### PROBLEM DETAILS
From the article on beer and health, extract the passage starting at "The news comes" and ending at "serious health conditions.", copying it without any change.

### DOCUMENT EXTRACT
Beer Is Good For You, Says Health Expert

A man with a bint of beer giving the thumbs up

A leading testing expert says moderate beer consumption can reduce men’s risk of heart disease, cancer, diabetes and dementia and is a source of vitamins and minerals.

The news comes amongst a background of grim warnings of prostate cancer and heart disease. The London Medical Laboratory says beer not only contains a range of vitamins and minerals but moderate consumption can potentially reduce the risk of many serious health conditions.


 “Men have been rightly targeted with a range of stern messages such as being on the lookout for prostate cancer symptoms and overcoming ‘surgery-shyness’ to take their annual health MOT. However, our analysis of a decade’s worth of research has revealed some good health news - a moderate consumption of beer may actively improve their health.”

– Dr Quinton Fivelman PhD 

Chief scientific officer, London Medical Laboratory


Beating the non-drinkers

“Our analysis of research from the US, Italy and the UK shows moderate beer consumption is associated with an increase in bone density, cardiovascular and immunological benefits and is also associated with anti-inflammatory and antioxidant properties,” adds Fivelman. “Research published in the journal Nutrition, Metabolism and Cardiovascular Diseases reveals compelling data to show that the moderate consumption of beer has a number of beneficial health effects. Perhaps most interestingly, moderate alcohol consumption in healthy adults and in cardiovascular patients protects against ‘total mortality’. In other words, the risk of death from all causes is reduced for moderate drinkers of all alcohol (including beer) compared to abstainers or heavy drinkers.”



Research has shown moderate beer consumption (up to one drink per day in women, up to two in men) reduces the risk of cardiovascular disease. Why is this? The main protective effects on the cardiovascular system results from two of beer’s key components – alcohol and polyphenols. These act on vascular function and have antioxidant and anti-inflammatory effects. Studies suggest that moderate consumption of beer and wine confer greater cardiovascular protection than spirits.

### Collected data

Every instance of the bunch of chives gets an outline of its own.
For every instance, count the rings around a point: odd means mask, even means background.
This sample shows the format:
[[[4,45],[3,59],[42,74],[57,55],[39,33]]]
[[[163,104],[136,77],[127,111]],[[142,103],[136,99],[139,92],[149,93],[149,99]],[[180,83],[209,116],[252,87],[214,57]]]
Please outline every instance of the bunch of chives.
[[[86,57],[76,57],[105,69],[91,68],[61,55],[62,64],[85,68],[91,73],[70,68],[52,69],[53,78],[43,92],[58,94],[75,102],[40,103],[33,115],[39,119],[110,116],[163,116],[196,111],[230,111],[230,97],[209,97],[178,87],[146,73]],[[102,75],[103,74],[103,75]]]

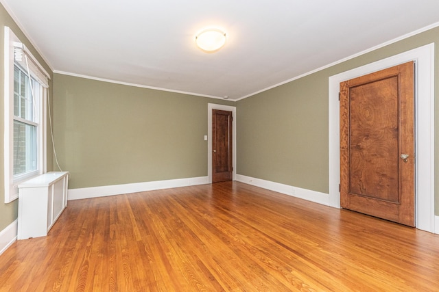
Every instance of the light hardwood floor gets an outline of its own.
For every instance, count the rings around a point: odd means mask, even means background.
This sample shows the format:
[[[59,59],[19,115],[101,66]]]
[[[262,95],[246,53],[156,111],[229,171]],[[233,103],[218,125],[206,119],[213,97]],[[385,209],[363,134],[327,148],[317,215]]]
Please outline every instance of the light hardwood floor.
[[[439,291],[439,235],[236,182],[69,201],[1,291]]]

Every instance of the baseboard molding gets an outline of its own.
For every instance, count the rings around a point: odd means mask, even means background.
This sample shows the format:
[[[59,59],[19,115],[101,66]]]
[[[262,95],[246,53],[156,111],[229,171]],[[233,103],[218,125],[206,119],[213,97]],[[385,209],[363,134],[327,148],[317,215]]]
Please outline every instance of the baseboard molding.
[[[81,200],[91,198],[106,197],[139,191],[187,187],[189,185],[209,183],[208,176],[189,178],[171,179],[167,181],[149,181],[145,183],[128,183],[125,185],[106,185],[102,187],[84,187],[69,189],[67,200]]]
[[[19,220],[16,219],[0,231],[0,254],[3,254],[16,240]]]
[[[265,181],[263,179],[255,178],[250,176],[246,176],[241,174],[236,175],[236,180],[241,183],[254,185],[263,189],[270,189],[270,191],[277,191],[278,193],[330,206],[329,195],[328,194],[302,189],[300,187],[274,183],[270,181]]]

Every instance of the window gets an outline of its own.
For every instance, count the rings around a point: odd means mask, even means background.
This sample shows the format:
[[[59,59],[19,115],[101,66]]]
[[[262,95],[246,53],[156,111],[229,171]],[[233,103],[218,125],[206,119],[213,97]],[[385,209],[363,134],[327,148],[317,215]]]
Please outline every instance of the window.
[[[46,98],[49,74],[5,27],[5,202],[20,183],[46,171]]]

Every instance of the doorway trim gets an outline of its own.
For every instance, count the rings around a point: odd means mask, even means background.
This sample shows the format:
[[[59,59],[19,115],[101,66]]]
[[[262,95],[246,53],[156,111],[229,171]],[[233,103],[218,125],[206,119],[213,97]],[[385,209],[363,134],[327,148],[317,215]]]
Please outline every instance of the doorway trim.
[[[216,103],[207,104],[207,176],[209,183],[212,183],[212,109],[220,109],[222,111],[231,111],[233,116],[233,155],[232,165],[233,172],[232,173],[232,180],[236,181],[236,107],[231,105],[217,105]]]
[[[342,81],[407,62],[416,62],[415,72],[415,224],[434,233],[434,43],[356,68],[329,77],[329,204],[340,207],[340,103]]]

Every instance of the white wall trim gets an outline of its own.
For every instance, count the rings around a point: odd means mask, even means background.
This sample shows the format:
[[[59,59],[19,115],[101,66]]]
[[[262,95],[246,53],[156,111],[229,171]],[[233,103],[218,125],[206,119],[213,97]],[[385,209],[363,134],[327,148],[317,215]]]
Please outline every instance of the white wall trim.
[[[320,193],[319,191],[302,189],[289,185],[284,185],[282,183],[255,178],[241,174],[237,174],[236,181],[311,202],[314,202],[327,206],[329,205],[329,195],[328,194]]]
[[[434,43],[329,77],[329,197],[340,208],[340,83],[414,60],[416,92],[416,226],[434,233]]]
[[[102,187],[71,189],[68,191],[68,200],[81,200],[91,198],[106,197],[123,194],[154,191],[156,189],[171,189],[187,187],[189,185],[205,185],[208,183],[207,176],[188,178],[171,179],[167,181],[148,181],[145,183],[128,183],[125,185],[105,185]]]
[[[232,111],[233,115],[233,173],[232,179],[236,181],[236,107],[230,105],[217,105],[216,103],[207,104],[207,177],[209,178],[209,183],[212,183],[212,109],[220,109],[222,111]]]
[[[16,240],[18,219],[0,231],[0,254],[3,254]]]

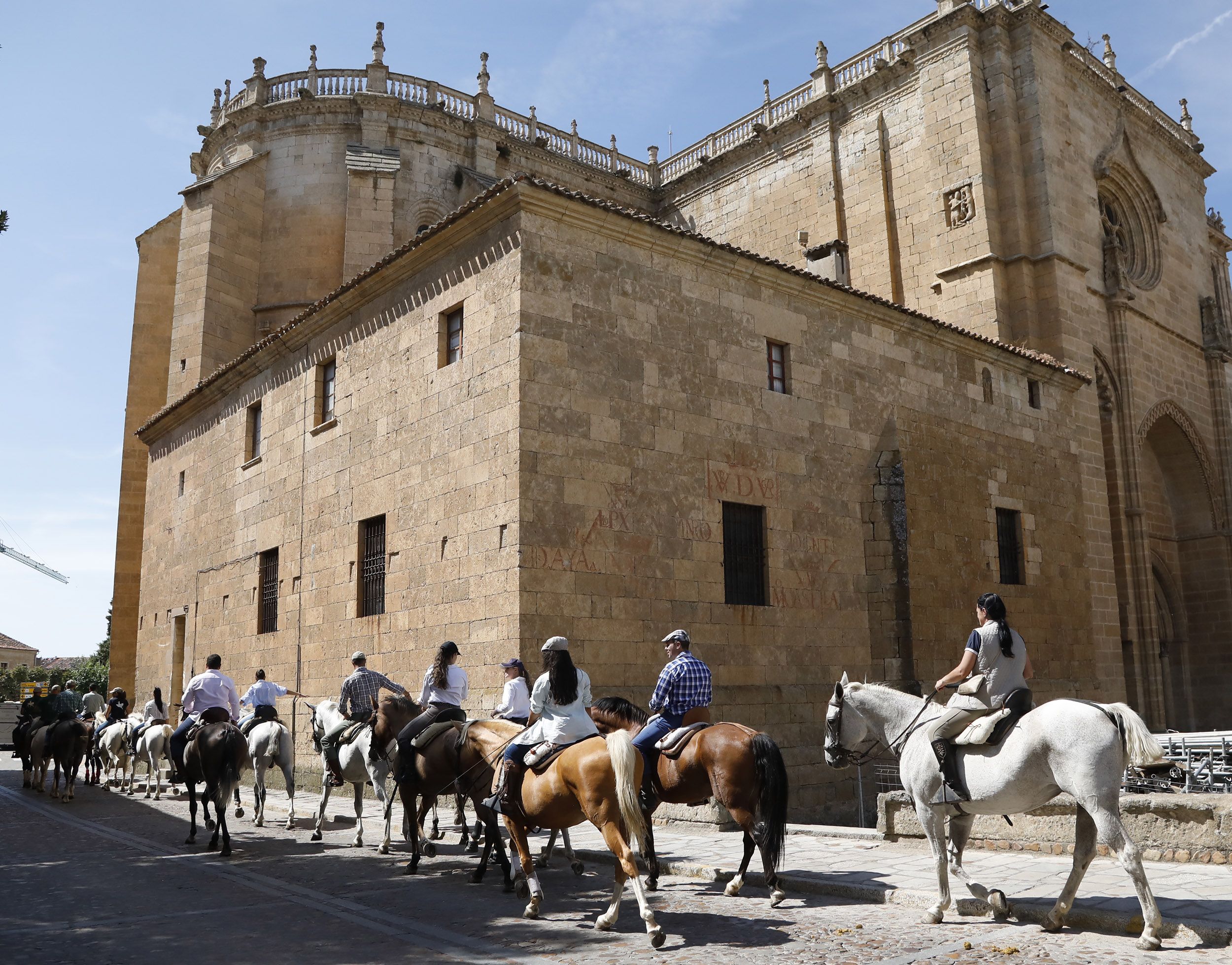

### ANSWER SECTION
The news comes amongst a background of grim warnings of prostate cancer and heart disease. The London Medical Laboratory says beer not only contains a range of vitamins and minerals but moderate consumption can potentially reduce the risk of many serious health conditions.